▶ 課題 1:
本文のうち、「このメルマガは、中学生や高校生の方も読んでくださっていて、」から始まり「学担が親に話したり、通知表に書かれるのは納得できません。」で終わる部分を、「通知表」を「成績表」に置き換えて書き直してください。
▶ 課題 2:
本文によると、2012年2月25日現在の「宮ぷー こころの架橋ぷろじぇくと」の参加者人数は何人ですか。

▶ 本文:
══════
やわらかいいのち

神社の落ち葉の中から  み〜つけた





毎日届くかっこちゃん( 山元加津子)のメルマガより抜粋させていただきます。


第934号 宮ぷー こころの架橋ぷろじぇくと  
                2012年2月25日現在 参加者人数5204人
 


このメルマガは、中学生や高校生の方も読んでくださっていて、
時折質問をくださいます。
いつも思い悩みながら、揺れながら、毎日を送っている私が、
お答えできるようなことは、なかなかできなくて、
でも、みなさんが、勇気を出してくださったメールに、ただ、私も
自分のできる一生懸命で答えたいなあと思います。


中学生の男の子、拓くんからのメールです。
「かっこちゃん、僕はひとりでいるのが楽で、一人でいるのが好きです。
それなのに、“ひとりでいることが多い”と悪いことのように、
学担が親に話したり、通知表に書かれるのは納得できません。
ひとりが何が悪いんだと思う。
ほっといてほしいと思います。かっこちゃんはどう思いますか?」


拓くん、メールありがとうございます。
拓くん、私もひとりでいることが好きなのは悪いことではない、
悪いことのように考えるのはおかしいんだって、
拓くんのメールをもらって改めて思いました。
══════
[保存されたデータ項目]
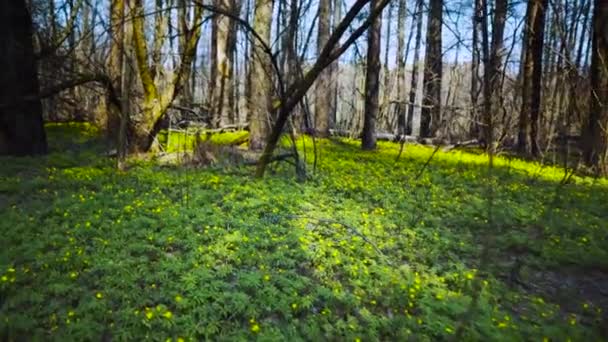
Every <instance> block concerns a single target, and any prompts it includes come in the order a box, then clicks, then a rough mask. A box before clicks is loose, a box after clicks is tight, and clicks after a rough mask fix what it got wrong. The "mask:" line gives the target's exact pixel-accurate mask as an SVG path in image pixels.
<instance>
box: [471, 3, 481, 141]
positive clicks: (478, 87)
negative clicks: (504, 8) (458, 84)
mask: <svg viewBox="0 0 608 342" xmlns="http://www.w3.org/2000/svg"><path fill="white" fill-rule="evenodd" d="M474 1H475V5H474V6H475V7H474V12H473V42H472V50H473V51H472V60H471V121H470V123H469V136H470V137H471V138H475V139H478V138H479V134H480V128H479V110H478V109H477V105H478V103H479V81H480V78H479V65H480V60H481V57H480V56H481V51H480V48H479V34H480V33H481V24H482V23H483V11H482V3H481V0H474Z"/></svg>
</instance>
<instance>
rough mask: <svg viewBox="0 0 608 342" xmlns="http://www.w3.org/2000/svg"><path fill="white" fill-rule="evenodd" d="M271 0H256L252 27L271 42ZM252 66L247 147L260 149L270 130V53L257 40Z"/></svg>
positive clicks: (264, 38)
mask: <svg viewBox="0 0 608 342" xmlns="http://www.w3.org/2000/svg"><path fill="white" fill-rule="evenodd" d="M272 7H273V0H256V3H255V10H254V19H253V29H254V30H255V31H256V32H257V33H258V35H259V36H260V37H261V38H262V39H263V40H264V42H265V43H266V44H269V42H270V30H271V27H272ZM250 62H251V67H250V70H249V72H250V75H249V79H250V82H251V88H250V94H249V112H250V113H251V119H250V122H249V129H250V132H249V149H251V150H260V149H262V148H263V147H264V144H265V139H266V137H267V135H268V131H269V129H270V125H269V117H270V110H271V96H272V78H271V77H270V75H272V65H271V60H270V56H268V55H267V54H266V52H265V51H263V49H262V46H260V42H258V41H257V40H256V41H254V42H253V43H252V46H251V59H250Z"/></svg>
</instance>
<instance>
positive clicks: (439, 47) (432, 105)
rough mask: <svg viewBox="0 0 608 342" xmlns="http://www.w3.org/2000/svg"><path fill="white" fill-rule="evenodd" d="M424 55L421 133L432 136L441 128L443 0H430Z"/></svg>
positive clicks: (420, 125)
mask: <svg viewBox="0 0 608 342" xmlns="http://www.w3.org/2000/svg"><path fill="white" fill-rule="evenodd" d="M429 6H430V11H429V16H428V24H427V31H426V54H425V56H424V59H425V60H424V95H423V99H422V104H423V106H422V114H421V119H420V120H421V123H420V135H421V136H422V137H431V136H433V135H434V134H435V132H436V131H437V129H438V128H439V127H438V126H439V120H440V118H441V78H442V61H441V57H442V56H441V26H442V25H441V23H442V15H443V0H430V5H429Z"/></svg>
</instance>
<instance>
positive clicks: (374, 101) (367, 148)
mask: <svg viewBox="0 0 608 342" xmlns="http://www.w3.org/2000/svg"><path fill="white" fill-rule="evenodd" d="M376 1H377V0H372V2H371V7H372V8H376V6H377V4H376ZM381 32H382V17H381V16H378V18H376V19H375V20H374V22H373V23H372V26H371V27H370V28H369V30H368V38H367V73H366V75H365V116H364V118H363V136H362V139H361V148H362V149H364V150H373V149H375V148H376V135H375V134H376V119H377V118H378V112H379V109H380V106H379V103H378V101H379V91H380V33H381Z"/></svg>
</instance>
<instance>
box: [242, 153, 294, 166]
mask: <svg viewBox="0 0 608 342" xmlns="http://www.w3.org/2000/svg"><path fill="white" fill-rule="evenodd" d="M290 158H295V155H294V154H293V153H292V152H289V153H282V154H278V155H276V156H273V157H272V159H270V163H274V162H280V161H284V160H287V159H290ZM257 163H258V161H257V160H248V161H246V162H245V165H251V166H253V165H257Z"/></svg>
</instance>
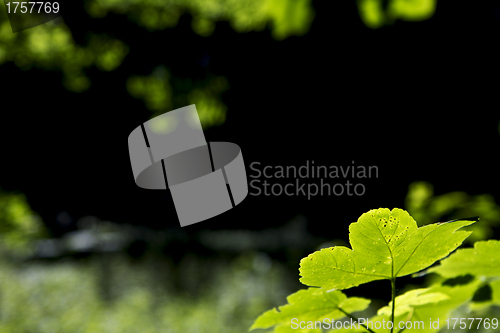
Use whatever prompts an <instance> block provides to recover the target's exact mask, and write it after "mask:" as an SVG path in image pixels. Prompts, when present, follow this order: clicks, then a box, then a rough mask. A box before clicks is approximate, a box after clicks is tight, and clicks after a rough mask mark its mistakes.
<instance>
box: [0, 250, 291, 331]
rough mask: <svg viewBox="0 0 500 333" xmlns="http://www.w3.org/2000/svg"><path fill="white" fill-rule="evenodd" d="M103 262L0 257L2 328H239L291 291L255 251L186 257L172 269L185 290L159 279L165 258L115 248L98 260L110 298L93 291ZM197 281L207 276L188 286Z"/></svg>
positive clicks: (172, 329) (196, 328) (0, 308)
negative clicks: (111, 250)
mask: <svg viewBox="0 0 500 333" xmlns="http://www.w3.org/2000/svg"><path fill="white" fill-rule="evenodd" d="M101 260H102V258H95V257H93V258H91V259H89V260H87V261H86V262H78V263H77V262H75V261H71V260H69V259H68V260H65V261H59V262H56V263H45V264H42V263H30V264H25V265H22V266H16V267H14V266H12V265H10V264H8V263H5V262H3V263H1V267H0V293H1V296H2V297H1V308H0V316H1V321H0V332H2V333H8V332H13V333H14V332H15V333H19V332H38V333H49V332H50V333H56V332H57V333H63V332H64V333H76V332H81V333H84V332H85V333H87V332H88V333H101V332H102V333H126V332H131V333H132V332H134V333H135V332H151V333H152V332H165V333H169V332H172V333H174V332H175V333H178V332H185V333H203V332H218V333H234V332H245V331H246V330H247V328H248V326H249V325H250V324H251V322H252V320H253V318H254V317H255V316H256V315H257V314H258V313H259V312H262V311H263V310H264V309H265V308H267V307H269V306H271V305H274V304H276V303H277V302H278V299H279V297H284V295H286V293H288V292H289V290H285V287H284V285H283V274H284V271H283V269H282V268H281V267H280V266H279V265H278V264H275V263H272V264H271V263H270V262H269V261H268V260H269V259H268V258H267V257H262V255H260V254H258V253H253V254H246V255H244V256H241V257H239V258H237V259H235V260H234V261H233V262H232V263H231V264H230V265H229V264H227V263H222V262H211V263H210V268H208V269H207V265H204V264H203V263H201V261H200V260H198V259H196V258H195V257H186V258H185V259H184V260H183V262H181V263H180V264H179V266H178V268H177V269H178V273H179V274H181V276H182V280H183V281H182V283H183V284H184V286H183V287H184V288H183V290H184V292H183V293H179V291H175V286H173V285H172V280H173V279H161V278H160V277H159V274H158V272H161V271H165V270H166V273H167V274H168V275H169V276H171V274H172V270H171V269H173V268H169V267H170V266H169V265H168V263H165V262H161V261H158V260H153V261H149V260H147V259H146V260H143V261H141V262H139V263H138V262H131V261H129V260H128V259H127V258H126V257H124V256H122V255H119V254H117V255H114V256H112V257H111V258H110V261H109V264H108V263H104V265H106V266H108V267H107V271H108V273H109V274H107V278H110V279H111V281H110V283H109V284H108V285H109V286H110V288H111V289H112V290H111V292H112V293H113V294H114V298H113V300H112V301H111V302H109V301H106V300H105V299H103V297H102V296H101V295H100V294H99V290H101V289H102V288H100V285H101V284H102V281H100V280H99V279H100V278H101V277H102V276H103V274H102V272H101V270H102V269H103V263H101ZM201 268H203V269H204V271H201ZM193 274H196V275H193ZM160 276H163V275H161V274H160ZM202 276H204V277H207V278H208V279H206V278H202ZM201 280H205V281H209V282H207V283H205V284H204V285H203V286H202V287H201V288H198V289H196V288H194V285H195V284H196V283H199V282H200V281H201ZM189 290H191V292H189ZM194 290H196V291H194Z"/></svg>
══════
▶ 解答 1:
このメルマガは、中学生や高校生の方も読んでくださっていて、
時折質問をくださいます。
いつも思い悩みながら、揺れながら、毎日を送っている私が、
お答えできるようなことは、なかなかできなくて、
でも、みなさんが、勇気を出してくださったメールに、ただ、私も
自分のできる一生懸命で答えたいなあと思います。


中学生の男の子、拓くんからのメールです。
「かっこちゃん、僕はひとりでいるのが楽で、一人でいるのが好きです。
それなのに、“ひとりでいることが多い”と悪いことのように、
学担が親に話したり、成績表に書かれるのは納得できません。

▶ 解答 2:
参加者人数は5204人です。